Start at the line containing "If you would be willing to indicate the cab" and transcribe every line exactly through the end of the records below, and only those lines.

• Given data
§
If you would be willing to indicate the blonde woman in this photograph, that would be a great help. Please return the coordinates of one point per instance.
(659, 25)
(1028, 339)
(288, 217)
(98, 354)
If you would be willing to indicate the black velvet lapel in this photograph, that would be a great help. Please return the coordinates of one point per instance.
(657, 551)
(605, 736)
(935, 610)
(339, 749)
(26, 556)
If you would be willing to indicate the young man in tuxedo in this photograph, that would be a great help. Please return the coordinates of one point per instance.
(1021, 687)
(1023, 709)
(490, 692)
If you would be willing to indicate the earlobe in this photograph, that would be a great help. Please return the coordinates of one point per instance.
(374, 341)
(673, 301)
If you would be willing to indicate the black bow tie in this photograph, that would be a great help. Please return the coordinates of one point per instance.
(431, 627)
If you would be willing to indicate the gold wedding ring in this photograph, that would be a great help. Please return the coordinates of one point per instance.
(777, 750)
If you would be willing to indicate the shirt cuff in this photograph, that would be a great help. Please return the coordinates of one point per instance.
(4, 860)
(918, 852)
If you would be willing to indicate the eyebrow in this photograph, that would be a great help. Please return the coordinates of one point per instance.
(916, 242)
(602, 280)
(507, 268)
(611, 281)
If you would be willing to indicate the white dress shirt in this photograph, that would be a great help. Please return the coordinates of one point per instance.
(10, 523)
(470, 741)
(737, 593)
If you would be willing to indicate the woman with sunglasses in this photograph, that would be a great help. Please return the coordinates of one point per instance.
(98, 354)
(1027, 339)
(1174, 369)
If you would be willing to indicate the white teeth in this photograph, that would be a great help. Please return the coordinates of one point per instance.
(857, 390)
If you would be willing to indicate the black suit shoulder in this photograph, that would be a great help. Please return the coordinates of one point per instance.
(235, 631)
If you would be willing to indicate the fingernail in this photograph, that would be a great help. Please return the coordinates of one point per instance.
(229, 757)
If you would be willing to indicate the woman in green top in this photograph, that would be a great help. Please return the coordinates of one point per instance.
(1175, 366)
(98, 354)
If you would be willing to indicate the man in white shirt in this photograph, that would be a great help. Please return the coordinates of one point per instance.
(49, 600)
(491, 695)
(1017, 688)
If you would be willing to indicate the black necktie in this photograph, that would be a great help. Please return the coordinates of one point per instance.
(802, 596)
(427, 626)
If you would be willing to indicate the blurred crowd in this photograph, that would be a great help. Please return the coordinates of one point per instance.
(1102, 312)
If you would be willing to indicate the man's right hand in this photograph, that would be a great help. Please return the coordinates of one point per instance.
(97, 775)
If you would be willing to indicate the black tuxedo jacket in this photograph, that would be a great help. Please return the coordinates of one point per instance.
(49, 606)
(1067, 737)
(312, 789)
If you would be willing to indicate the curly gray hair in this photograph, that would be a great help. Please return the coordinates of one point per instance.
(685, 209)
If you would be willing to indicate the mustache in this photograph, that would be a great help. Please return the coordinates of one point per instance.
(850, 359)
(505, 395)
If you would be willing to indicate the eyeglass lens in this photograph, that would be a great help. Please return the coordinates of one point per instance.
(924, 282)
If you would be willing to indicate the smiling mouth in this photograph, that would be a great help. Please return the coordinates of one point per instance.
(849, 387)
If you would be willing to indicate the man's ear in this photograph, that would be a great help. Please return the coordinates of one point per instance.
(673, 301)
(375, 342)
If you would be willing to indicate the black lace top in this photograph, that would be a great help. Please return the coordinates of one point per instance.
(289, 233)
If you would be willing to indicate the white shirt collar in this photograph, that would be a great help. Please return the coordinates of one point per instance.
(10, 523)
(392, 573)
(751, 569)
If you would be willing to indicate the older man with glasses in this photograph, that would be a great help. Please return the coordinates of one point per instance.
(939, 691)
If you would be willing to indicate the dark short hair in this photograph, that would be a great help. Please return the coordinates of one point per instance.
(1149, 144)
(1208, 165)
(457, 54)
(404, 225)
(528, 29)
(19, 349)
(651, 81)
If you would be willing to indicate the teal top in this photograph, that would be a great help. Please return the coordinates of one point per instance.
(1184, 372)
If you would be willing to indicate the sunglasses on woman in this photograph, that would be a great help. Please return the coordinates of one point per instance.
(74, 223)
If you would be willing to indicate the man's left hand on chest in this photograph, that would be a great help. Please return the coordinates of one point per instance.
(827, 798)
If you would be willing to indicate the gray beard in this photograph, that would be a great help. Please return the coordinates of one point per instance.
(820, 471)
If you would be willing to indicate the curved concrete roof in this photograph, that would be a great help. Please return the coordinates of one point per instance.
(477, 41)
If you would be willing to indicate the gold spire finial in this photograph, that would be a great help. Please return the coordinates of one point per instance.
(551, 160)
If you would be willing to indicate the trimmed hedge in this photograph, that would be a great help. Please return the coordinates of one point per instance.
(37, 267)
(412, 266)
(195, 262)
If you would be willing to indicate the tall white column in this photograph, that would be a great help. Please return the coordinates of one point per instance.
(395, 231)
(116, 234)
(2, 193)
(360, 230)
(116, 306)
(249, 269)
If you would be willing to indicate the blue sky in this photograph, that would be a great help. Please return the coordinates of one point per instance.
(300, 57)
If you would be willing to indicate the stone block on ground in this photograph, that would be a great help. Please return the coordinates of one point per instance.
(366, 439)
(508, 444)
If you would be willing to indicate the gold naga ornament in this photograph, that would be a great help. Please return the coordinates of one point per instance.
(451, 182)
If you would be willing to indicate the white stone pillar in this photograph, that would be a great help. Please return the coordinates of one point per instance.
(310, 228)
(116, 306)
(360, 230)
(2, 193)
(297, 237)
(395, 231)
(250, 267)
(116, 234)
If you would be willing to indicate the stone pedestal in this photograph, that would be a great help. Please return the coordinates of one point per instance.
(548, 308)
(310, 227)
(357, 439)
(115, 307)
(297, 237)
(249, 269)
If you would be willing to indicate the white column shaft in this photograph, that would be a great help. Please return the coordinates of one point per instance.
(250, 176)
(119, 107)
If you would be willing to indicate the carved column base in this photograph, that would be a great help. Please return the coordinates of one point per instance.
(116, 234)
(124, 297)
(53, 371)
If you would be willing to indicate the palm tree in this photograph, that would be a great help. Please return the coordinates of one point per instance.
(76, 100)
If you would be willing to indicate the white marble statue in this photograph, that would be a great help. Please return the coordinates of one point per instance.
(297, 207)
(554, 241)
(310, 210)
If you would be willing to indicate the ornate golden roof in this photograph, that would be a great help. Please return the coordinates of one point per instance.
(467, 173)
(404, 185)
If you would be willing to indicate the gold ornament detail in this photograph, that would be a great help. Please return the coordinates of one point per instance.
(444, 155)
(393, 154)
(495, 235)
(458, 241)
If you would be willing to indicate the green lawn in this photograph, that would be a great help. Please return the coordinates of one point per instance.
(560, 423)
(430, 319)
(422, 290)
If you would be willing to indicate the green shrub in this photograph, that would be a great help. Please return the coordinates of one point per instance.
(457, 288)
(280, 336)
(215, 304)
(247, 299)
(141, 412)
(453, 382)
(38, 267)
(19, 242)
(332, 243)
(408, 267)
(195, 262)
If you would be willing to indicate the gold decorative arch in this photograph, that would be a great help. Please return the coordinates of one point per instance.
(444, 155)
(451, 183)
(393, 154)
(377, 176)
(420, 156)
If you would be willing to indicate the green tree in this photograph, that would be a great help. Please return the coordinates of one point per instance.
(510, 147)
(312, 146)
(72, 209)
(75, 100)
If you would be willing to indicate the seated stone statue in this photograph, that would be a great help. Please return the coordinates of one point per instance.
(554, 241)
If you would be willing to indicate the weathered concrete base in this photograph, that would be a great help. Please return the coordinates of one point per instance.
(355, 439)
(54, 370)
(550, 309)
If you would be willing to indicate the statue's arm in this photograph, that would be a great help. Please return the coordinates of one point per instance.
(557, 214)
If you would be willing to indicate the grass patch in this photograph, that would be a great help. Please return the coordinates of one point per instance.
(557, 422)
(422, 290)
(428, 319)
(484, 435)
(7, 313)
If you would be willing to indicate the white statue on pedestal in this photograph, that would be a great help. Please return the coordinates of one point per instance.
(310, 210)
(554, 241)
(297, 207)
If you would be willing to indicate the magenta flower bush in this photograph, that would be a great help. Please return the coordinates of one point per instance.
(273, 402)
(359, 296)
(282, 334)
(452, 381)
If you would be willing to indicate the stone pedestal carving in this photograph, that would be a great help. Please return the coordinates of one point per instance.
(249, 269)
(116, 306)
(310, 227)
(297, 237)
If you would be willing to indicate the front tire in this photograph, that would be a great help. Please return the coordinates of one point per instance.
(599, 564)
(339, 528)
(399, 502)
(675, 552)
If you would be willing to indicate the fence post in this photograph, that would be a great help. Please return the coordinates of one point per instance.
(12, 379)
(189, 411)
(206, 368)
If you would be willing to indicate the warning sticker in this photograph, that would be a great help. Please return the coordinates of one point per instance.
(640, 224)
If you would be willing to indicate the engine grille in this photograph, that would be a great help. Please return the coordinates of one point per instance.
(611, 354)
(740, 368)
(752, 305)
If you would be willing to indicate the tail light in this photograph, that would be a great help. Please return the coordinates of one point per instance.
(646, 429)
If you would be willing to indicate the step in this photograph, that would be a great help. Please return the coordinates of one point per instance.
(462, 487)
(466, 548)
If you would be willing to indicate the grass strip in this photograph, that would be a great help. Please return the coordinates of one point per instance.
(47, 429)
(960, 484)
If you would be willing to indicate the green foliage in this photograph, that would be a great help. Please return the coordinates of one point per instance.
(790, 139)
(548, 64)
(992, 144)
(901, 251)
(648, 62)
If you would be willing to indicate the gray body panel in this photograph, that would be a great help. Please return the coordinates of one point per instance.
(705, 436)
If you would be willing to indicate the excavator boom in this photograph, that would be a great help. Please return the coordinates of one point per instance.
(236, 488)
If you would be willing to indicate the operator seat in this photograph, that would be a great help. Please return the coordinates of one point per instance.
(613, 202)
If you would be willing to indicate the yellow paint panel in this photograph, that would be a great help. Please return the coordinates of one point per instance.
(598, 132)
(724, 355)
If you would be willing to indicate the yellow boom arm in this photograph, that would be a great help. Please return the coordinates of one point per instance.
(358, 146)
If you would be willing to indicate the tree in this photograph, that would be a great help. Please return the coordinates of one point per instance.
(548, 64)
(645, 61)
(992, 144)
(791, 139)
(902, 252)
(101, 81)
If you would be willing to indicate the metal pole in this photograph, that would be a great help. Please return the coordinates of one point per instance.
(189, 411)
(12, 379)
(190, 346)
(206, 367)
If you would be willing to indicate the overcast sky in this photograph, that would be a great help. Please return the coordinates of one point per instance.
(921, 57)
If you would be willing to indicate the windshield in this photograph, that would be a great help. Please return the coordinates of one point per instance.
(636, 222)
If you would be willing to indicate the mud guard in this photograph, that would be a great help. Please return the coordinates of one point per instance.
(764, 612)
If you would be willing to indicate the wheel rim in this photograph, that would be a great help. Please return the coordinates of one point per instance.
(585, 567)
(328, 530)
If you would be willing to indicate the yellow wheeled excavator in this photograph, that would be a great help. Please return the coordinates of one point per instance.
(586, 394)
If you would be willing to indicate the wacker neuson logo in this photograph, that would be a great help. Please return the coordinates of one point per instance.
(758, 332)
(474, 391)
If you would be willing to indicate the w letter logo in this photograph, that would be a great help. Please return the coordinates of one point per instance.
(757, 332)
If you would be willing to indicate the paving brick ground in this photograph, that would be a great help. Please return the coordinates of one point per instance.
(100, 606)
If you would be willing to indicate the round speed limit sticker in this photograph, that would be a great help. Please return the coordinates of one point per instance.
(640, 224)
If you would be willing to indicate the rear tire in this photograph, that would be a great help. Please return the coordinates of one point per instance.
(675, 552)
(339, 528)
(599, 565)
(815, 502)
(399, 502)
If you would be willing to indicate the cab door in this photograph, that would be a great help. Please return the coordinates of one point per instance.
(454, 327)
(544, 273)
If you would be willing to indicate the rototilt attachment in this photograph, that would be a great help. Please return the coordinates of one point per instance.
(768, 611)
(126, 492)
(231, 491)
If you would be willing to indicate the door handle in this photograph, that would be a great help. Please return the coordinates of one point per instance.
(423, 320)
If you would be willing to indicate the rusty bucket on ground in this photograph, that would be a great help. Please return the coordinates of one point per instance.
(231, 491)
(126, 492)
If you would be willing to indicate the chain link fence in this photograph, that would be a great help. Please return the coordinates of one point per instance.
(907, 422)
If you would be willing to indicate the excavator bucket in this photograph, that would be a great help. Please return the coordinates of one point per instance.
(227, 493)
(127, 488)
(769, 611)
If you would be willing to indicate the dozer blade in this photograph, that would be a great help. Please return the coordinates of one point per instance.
§
• Response to this task
If you would be willing to indicate the cab door in this photograph, that would be a great help. Please return the coordinates of one point per instance.
(454, 327)
(544, 273)
If you would be willing to indicate the rototilt attachment in this photograph, that would be a great help. Please return the coordinates of one point per instance.
(768, 611)
(126, 492)
(231, 491)
If you would be willing to indicate the door handle in this photograph, that would be a great help. Please return the coordinates of one point per instance.
(423, 320)
If you would be willing to indicate the rusty bucket on ground in this photograph, that would be a great help. Please return the coordinates of one point per instance.
(231, 491)
(126, 492)
If you would be willing to indicate the chain link fence in this photograph, that would be a great help. Please return the coordinates of one point per instance.
(907, 422)
If you would be willing to indicate the excavator bucket in this photograph, that would be a great help. Please return the coordinates of one point per instance.
(227, 493)
(127, 488)
(769, 611)
If you would be willing to indicate the dozer blade in this photograph, that would be a great help. Please return the coordinates of one point per instance.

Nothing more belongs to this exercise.